- _GOAL_
All lines from the one containing "[tag] one dot per instance, sample [109,440]." through the final line of the records below should be reproduced exactly, with the pictures left out.

- _MATERIAL FOR THIS EXERCISE_
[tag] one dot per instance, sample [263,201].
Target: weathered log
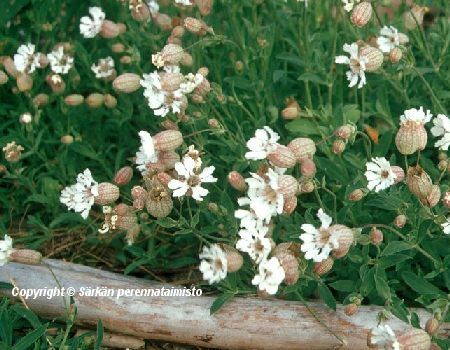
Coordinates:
[244,323]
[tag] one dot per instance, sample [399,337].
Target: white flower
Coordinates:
[26,60]
[446,226]
[389,39]
[80,197]
[384,338]
[214,264]
[263,143]
[349,4]
[254,243]
[265,199]
[441,128]
[318,243]
[104,68]
[356,63]
[191,182]
[416,115]
[379,174]
[5,249]
[146,154]
[91,26]
[270,275]
[60,63]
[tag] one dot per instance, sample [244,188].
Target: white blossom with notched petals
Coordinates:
[356,63]
[379,174]
[214,264]
[91,26]
[270,275]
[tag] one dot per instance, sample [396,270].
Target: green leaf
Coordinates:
[30,339]
[326,295]
[419,284]
[220,301]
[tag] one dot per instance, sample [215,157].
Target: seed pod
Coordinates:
[289,205]
[107,193]
[24,82]
[74,100]
[302,148]
[414,17]
[356,195]
[414,339]
[351,309]
[374,57]
[418,181]
[323,267]
[362,13]
[400,221]
[127,83]
[234,258]
[139,195]
[338,146]
[411,137]
[109,29]
[395,55]
[287,185]
[123,176]
[26,256]
[376,236]
[432,326]
[399,173]
[3,77]
[346,238]
[95,100]
[204,6]
[159,203]
[433,197]
[308,168]
[67,139]
[282,157]
[236,180]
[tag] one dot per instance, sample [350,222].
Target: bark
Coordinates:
[243,323]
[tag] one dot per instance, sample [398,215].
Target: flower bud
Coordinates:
[308,168]
[282,157]
[356,195]
[376,236]
[25,256]
[338,146]
[289,205]
[67,139]
[237,181]
[418,181]
[24,82]
[109,29]
[323,267]
[95,100]
[362,13]
[395,55]
[302,148]
[414,339]
[351,309]
[167,140]
[414,17]
[123,176]
[127,83]
[159,203]
[400,221]
[432,326]
[74,100]
[374,57]
[3,77]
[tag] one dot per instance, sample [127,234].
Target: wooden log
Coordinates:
[244,323]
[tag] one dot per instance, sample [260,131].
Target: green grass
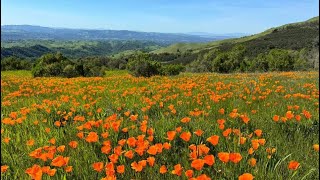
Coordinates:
[118,92]
[196,47]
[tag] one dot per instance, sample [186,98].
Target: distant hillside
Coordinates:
[27,32]
[291,36]
[32,49]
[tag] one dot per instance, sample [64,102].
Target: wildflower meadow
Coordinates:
[191,126]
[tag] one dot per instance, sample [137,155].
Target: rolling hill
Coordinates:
[28,32]
[290,36]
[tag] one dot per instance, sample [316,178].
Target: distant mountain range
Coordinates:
[290,36]
[28,32]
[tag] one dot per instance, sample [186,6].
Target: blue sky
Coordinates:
[175,16]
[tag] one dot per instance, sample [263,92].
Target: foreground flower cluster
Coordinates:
[207,126]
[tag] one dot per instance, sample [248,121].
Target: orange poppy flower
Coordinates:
[61,148]
[252,162]
[199,132]
[235,157]
[179,129]
[120,169]
[98,166]
[134,117]
[152,150]
[30,142]
[35,172]
[136,166]
[258,132]
[129,154]
[105,135]
[166,145]
[60,161]
[293,165]
[185,136]
[209,160]
[255,144]
[185,120]
[52,141]
[246,176]
[189,173]
[73,144]
[163,169]
[203,177]
[151,161]
[276,118]
[110,171]
[68,169]
[52,172]
[80,135]
[177,170]
[214,140]
[250,151]
[226,132]
[197,164]
[92,137]
[4,168]
[289,115]
[261,141]
[113,158]
[171,135]
[243,140]
[224,157]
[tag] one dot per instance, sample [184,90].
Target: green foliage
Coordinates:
[14,63]
[280,60]
[172,69]
[52,65]
[142,65]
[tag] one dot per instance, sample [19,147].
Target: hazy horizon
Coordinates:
[164,16]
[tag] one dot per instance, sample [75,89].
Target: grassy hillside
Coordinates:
[74,49]
[293,33]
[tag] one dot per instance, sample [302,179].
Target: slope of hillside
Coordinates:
[296,34]
[73,49]
[27,32]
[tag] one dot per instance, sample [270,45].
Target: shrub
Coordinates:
[172,69]
[50,65]
[13,63]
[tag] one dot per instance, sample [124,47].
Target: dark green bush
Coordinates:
[172,69]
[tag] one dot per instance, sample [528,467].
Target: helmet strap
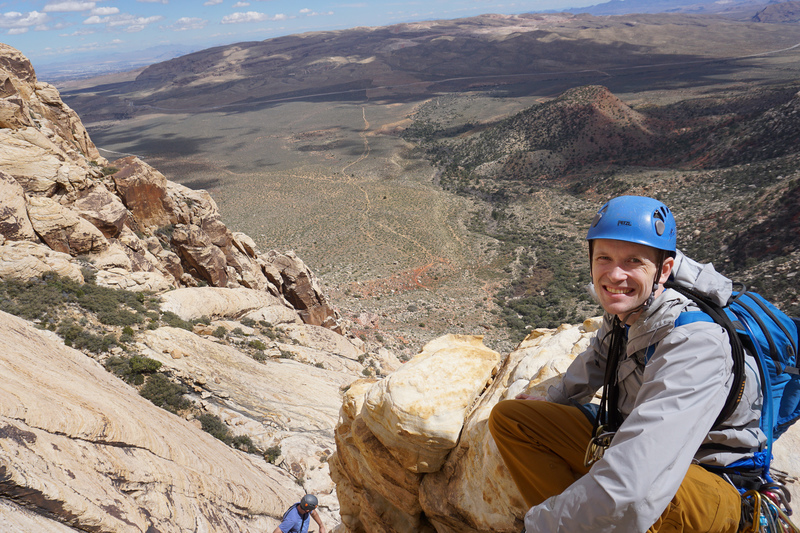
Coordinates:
[646,305]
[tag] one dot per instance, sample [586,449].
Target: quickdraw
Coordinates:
[767,510]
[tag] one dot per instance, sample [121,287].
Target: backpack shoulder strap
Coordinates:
[710,312]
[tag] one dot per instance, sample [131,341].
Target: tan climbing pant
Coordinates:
[543,445]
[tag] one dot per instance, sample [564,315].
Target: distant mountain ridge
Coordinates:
[627,7]
[784,12]
[415,60]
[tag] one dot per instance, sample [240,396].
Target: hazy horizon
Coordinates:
[57,32]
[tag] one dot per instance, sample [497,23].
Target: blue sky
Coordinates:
[50,31]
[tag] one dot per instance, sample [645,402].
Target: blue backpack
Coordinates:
[772,338]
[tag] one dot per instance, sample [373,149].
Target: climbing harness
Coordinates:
[766,510]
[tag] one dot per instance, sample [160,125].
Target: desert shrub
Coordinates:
[127,335]
[164,393]
[272,454]
[257,344]
[69,330]
[173,320]
[213,425]
[132,369]
[244,443]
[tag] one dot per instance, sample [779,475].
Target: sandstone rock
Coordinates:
[295,397]
[323,339]
[119,278]
[472,492]
[108,460]
[37,169]
[112,257]
[418,418]
[143,190]
[26,260]
[217,302]
[63,230]
[319,357]
[300,287]
[103,209]
[14,517]
[200,256]
[387,361]
[14,222]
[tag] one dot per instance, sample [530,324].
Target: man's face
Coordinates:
[623,274]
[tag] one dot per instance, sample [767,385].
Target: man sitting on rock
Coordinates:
[664,387]
[296,518]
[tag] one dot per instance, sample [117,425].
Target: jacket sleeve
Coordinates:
[682,392]
[585,374]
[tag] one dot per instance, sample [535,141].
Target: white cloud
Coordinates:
[103,11]
[94,19]
[66,7]
[125,22]
[78,33]
[250,16]
[16,20]
[188,23]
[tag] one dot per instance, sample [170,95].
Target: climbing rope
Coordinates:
[767,510]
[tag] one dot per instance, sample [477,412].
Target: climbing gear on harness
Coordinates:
[771,338]
[309,502]
[608,417]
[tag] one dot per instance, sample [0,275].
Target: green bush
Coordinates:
[272,454]
[257,344]
[213,425]
[165,394]
[244,443]
[173,320]
[132,369]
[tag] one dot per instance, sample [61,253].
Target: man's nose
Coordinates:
[617,273]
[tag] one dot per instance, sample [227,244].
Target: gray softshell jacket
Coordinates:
[669,403]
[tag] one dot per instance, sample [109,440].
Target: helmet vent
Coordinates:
[659,223]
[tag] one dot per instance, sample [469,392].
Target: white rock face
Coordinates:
[288,394]
[26,260]
[418,411]
[78,442]
[215,302]
[470,491]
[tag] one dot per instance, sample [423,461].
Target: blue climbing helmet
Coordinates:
[636,219]
[309,502]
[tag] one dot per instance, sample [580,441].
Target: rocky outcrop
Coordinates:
[81,446]
[395,472]
[125,220]
[782,12]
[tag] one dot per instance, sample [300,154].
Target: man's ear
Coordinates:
[666,269]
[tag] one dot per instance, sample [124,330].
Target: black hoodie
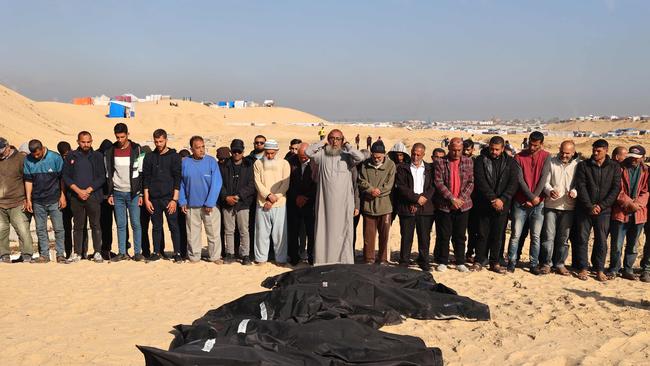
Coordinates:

- _SOLUTION BELOW_
[tag] one dot per instance, sample [109,440].
Target: helmet vent
Coordinates:
[659,223]
[tag] one dot per instance, sample [469,392].
Target: white rock face
Coordinates:
[288,394]
[26,260]
[418,411]
[78,442]
[215,302]
[470,491]
[tag] one dot per instance, sample [423,461].
Target: blue climbing helmet
Coordinates:
[636,219]
[309,502]
[tag] one dot per instance, sample [580,441].
Target: rocky outcrop
Coordinates:
[81,446]
[395,472]
[125,220]
[782,12]
[tag] one dot per instance, sample [300,154].
Target: man's ear
Coordinates:
[666,269]
[tag] one dot per instance, sample [124,330].
Target: black hoodie
Coordinates:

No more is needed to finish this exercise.